## PROBLEM
Reproduce, word for word, the part of the stroke text below that starts at the words "Complications Stroke is" and stops after the words "immobile or bedridden.".

##### SUPPLIED TEXT

A stroke, or brain attack, is a medical emergency that requires immediate medical attention. Because most strokes do not cause severe pain, patients often delay seeking treatment, resulting in extensive brain tissue damage.
Symptoms of stroke depend on the type and which area of the brain is effected. Signs of ischemic stroke usually occur suddenly, and signs of hemorrhagic stroke usually develop gradually. Symptoms include the following:
- Difficulty speaking or understanding speech (aphasia)
- Difficulty walking
- Dizziness or lightheadedness (vertigo)
Seizure (relatively rare)
Numbness, paralysis, or weakness, usually on one side of the body
- Severe headache with no known cause
Sudden confusionSudden decrease in the level of consciousness
- Sudden loss of balance or coordination
- Sudden vision problems (e.g., blurry vision, blindness in one eye)
In transient ischemic attacks (TIAs), one or more symptoms occur suddenly, last a few minutes, and then subside. These "ministrokes" also require immediate medical attention to reduce the risk for damage to brain tissue and to evaluate the risk for stroke.
Complications Stroke is the leading cause of disability in the United States. Prompt medical treatment reduces the risk for irreversible complications and permanent disability. Complications may result from ischemic cascade or develop as a result of the patient becoming immobile or bedridden.
Complications that may occur within 72 hours of stroke include the following:
- Cerebral swelling (edema)
- Increased intracranial pressure (ICP)
- Intracerebral hemorrhage
Paralysis on one side of the body (hemiparesis) and speech problems may occur as a result of ischemic cascade. Complications that may develop gradually as a result of immobility include the following:
- Blood clots
- Fibrosis of connective tissue resulting in decreased mobility
- Urinary tract infections (UTIs; if a catheter is required)
More than 30% of stroke patients require assistance with daily living and approximately 15% require care in an assisted-living facility (e.g., nursing home, rehabilitation center). Approximately 20% of stroke patients require help walking (e.g., cane, walker) and as many as 33% suffer from depression. Treatment for stroke usually involves rehabilitation.

##########
##### SUPPLIED ENTRIES

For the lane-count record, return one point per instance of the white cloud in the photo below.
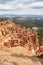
(18, 7)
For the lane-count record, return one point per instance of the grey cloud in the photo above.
(36, 7)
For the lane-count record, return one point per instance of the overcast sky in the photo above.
(21, 7)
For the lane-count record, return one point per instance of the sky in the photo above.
(21, 7)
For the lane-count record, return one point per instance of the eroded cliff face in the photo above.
(18, 45)
(13, 35)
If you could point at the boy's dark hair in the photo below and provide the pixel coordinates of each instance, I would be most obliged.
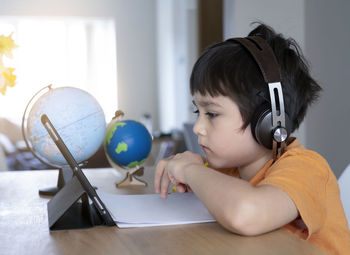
(228, 69)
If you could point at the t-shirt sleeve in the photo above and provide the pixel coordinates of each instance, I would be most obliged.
(304, 178)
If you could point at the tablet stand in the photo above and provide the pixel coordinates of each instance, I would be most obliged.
(70, 208)
(65, 173)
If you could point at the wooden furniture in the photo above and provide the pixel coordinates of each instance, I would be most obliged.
(24, 226)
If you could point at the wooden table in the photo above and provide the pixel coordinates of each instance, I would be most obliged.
(24, 226)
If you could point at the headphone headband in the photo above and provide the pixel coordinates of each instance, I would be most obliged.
(264, 56)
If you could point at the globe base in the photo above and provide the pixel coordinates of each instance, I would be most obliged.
(131, 180)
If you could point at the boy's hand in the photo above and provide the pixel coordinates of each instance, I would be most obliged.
(172, 169)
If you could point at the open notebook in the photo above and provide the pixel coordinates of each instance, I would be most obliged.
(123, 210)
(151, 210)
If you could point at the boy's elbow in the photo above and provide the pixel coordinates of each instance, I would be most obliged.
(243, 219)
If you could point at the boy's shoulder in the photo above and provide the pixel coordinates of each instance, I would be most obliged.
(301, 162)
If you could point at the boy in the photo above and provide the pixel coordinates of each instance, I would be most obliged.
(262, 180)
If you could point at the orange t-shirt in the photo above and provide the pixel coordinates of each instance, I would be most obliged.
(308, 180)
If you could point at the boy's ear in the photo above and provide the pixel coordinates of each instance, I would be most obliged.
(270, 125)
(262, 128)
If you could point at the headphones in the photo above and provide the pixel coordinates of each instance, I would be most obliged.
(270, 124)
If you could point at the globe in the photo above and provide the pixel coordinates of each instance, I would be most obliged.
(77, 117)
(127, 143)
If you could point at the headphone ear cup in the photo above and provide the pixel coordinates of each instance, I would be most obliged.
(261, 126)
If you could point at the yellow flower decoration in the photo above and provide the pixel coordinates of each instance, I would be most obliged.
(7, 78)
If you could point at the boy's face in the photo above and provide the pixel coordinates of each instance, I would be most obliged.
(220, 135)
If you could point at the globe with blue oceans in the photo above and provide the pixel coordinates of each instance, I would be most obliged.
(127, 143)
(78, 119)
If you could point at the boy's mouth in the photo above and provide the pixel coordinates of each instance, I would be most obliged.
(204, 148)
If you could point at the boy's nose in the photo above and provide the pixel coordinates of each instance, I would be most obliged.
(198, 128)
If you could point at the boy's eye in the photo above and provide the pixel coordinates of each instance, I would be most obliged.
(211, 115)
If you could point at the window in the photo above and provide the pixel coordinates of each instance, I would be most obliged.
(77, 52)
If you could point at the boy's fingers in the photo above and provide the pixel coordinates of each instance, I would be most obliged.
(164, 186)
(158, 174)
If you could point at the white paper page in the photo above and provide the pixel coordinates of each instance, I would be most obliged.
(151, 210)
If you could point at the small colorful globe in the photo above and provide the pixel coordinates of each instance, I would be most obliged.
(127, 143)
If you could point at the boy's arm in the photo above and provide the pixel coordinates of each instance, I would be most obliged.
(239, 206)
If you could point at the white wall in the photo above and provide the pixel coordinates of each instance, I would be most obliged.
(135, 24)
(327, 41)
(177, 46)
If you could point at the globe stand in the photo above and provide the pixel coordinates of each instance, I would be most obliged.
(65, 174)
(130, 178)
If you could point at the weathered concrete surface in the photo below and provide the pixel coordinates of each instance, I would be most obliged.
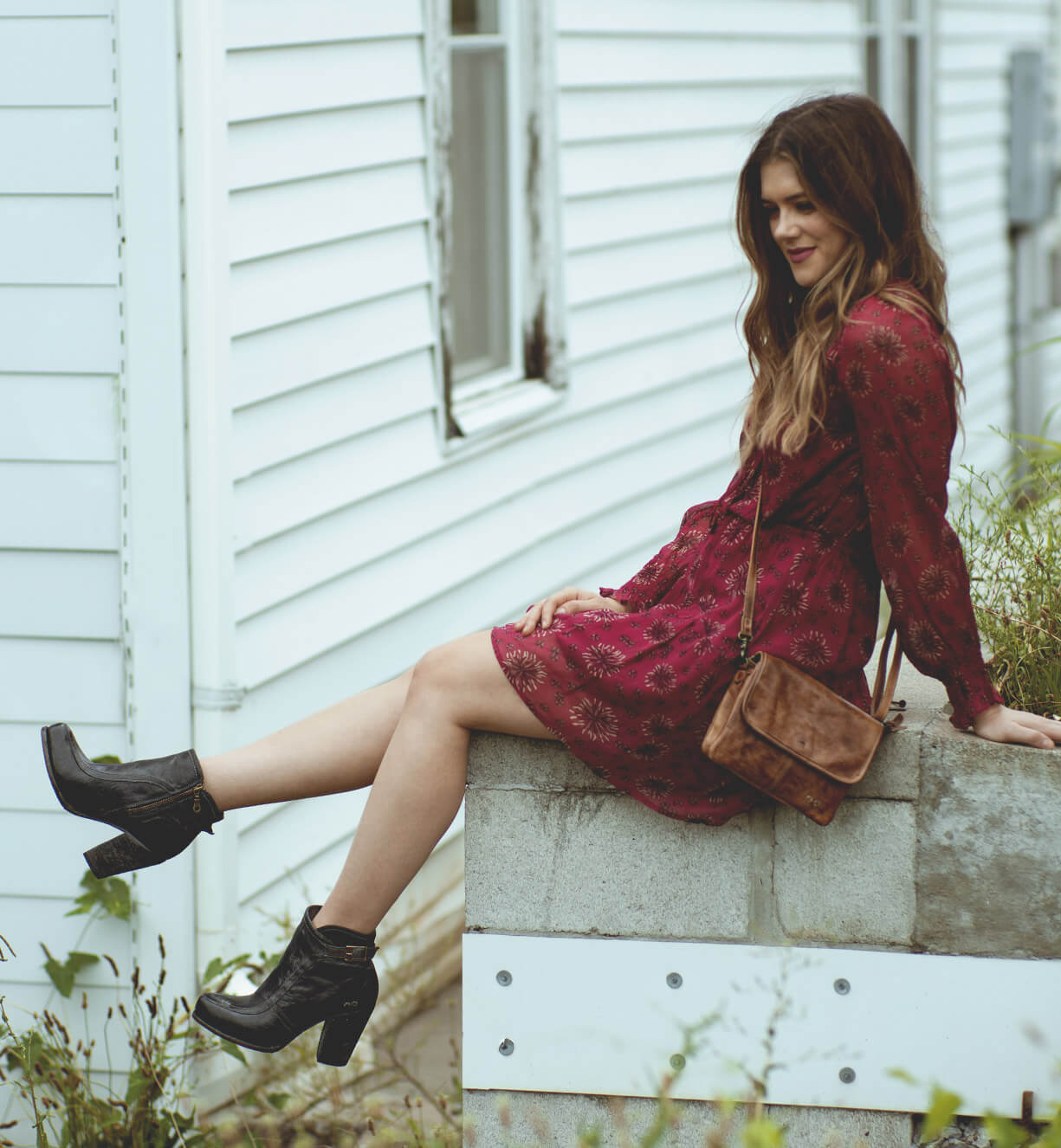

##########

## EXERCISE RESPONSE
Complications Stroke is the leading cause of disability in the United States. Prompt medical treatment reduces the risk for irreversible complications and permanent disability. Complications may result from ischemic cascade or develop as a result of the patient becoming immobile or bedridden.